What is Dyslexia?
Dyslexia is a common learning difficulty that mainly causes problems with reading, writing, and spelling. It’s a specific learning difficulty, which means it causes problems with certain abilities used for learning, such as reading and writing. Unlike a learning disability, intelligence isn’t affected.
Prognosis for Dyslexia
A key sign of dyslexia is trouble decoding words . This is the ability to match letters to sounds. Kids can also struggle with a more basic skill called phonemic awareness . This is the ability to recognize the sounds in words. Trouble with phonemic awareness can show up as early as preschool.
Some of the signs of dyslexia have to do with emotions and behavior. People with dyslexia might avoid reading, both out loud and to themselves. They may even get anxious or frustrated when reading. This can happen even after they’ve mastered the basics of reading.
Treatments influence prognosis
Dyslexia is treated using specific educational approaches and techniques, and the sooner the intervention begins, the better. Psychological testing will help your child’s teachers develop a suitable teaching program. Treatment focuses on helping your child:
- Learn to recognize and use the smallest sounds that make up words (phonemes)
- Understand that letters and strings of letters represent these sounds and words (phonics)
- Comprehend what he or she is reading
- Read aloud to build reading accuracy, speed and expression (fluency)

* **Record extracts**:
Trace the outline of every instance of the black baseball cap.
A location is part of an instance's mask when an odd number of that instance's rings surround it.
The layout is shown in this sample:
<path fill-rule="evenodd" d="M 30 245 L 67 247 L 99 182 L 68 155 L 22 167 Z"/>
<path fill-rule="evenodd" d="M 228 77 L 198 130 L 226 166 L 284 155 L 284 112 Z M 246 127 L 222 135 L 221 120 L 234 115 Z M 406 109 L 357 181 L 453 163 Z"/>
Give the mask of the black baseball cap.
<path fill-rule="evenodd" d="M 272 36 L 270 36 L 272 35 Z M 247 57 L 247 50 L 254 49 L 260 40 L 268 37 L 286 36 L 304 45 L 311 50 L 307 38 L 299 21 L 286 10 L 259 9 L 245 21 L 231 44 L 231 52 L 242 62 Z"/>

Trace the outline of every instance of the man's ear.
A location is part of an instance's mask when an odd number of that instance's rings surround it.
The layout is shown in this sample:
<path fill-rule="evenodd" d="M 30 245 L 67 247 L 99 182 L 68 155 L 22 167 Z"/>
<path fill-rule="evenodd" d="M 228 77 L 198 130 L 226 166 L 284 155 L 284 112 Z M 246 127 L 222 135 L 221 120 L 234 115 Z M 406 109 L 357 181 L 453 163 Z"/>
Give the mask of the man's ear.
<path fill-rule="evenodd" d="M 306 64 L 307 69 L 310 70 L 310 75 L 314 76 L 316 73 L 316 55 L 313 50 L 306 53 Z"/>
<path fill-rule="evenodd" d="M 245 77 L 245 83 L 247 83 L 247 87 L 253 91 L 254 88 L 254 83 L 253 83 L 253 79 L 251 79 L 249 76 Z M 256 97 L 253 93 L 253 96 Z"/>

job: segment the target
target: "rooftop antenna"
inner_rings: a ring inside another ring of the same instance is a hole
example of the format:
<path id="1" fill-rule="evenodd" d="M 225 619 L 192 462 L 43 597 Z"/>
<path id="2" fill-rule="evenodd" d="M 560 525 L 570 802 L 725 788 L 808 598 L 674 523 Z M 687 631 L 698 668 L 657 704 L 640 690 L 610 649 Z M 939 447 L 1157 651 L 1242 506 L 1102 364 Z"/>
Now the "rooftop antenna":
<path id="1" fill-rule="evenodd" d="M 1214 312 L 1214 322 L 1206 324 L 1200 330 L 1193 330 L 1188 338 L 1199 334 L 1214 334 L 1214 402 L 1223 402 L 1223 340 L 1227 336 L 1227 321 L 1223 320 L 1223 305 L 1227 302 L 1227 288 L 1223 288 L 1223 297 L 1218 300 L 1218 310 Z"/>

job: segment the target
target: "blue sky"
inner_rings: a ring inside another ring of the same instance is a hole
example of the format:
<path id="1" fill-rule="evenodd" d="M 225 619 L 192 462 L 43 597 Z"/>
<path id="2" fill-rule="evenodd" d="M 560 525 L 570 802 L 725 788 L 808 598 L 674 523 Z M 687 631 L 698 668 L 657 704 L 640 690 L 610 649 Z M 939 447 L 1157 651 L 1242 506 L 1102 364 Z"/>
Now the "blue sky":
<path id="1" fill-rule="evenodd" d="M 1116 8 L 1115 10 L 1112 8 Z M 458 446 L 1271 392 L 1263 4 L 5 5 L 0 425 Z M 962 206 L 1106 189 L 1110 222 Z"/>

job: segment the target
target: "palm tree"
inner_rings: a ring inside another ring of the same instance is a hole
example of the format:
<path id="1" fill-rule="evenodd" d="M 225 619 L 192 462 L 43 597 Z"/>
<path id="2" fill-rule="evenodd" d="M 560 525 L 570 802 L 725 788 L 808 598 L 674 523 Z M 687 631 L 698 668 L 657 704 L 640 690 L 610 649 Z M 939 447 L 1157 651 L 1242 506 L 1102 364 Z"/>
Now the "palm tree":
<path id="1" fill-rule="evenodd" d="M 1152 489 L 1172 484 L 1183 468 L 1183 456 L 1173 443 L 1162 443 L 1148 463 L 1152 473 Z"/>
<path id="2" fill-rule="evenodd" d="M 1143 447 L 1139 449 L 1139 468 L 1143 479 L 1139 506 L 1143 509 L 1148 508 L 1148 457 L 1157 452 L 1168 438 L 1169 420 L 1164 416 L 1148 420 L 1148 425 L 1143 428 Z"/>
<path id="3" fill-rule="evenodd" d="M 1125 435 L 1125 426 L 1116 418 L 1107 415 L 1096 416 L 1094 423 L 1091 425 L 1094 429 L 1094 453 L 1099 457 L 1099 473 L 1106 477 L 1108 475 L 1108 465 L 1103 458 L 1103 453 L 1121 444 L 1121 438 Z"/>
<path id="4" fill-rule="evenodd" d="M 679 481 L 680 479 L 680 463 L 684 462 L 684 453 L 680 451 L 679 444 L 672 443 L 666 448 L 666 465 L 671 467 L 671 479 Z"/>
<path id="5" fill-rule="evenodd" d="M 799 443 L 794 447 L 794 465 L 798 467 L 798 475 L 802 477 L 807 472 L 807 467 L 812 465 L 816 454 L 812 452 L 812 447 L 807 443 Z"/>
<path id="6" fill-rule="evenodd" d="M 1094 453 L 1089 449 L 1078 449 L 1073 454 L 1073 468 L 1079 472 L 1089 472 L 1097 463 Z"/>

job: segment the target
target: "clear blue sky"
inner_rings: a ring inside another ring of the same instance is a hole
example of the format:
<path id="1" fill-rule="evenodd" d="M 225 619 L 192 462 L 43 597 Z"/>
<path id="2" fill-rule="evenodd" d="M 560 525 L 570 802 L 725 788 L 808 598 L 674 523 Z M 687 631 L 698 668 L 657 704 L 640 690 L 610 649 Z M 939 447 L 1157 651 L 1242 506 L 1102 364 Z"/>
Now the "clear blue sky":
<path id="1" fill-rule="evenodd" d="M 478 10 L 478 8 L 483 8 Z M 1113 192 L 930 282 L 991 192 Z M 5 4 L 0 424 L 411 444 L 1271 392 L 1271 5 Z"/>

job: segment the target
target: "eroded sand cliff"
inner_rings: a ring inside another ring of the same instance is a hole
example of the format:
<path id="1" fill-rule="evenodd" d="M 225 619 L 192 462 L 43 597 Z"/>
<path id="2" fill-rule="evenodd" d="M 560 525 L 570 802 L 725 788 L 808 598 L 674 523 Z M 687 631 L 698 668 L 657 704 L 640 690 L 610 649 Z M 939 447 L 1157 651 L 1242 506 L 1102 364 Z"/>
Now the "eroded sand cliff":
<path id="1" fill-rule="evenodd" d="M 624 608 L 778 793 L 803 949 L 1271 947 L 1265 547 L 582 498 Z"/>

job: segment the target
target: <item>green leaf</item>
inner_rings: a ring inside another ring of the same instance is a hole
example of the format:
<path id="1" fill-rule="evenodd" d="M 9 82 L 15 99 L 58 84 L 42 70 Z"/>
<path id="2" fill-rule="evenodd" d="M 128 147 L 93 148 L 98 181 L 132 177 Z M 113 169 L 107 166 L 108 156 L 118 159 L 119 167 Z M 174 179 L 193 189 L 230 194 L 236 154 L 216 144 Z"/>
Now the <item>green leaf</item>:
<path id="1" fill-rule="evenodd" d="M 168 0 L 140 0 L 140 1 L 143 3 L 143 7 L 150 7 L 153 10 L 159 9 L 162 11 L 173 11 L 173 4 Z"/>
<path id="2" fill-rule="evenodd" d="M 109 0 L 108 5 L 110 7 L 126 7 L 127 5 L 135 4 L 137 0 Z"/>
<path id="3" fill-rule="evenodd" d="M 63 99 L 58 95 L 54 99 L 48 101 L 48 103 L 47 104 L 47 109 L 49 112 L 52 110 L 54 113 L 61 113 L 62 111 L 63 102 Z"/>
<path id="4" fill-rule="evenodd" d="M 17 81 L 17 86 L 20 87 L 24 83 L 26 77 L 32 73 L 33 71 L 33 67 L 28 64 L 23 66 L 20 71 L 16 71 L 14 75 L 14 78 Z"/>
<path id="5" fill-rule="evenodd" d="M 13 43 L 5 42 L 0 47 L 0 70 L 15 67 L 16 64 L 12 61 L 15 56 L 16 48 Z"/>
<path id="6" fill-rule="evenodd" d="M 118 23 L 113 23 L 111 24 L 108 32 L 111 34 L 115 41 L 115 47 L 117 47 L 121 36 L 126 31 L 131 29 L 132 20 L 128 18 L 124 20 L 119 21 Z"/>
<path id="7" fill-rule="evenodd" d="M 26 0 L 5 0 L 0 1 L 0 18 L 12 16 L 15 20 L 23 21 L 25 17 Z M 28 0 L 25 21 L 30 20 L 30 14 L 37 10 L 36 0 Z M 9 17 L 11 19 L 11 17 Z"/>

* **Action item**: Continue the page on dyslexia, starting after its last line, "Read aloud to build reading accuracy, speed and expression (fluency)".

* **Exercise output**:
- Build a vocabulary of recognized and understood words
1. Early detectiona and early signs
Though most children are ready to learn reading by kindergarten or first grade, children with dyslexia often can’t grasp the basics of reading by that time. Talk with your doctor if your child’s reading level is below what’s expected for his or her age or if you notice other signs of dyslexia. When dyslexia goes undiagnosed and untreated, childhood reading difficulties continue into adulthood.
2. The diagnosis
The only way to know for sure if someone has dyslexia is through a full evaluation, done either at school or privately . Having a diagnosis (schools call it an identification) can lead to supports and services at school, and accommodations at college and work.
There are a few types of professionals who can assess people for dyslexia. These include school psychologists, clinical psychologists, and neuropsychologists . An evaluator will give a series of tests for dyslexia . They’ll test in other areas as well to see exactly where any weaknesses and strengths lie.
School evaluations are free. But private ones can be very expensive. In some cases, there are ways to get them for free or at a low cost. Local universities often have programs in psychology that have clinics where students do their training.
Causes of Dyslexia
People with dyslexia find it difficult to recognise the different sounds that make up words and relate these to letters.
Dyslexia isn’t related to a person’s general level of intelligence. Children and adults of all intellectual abilities can be affected by dyslexia.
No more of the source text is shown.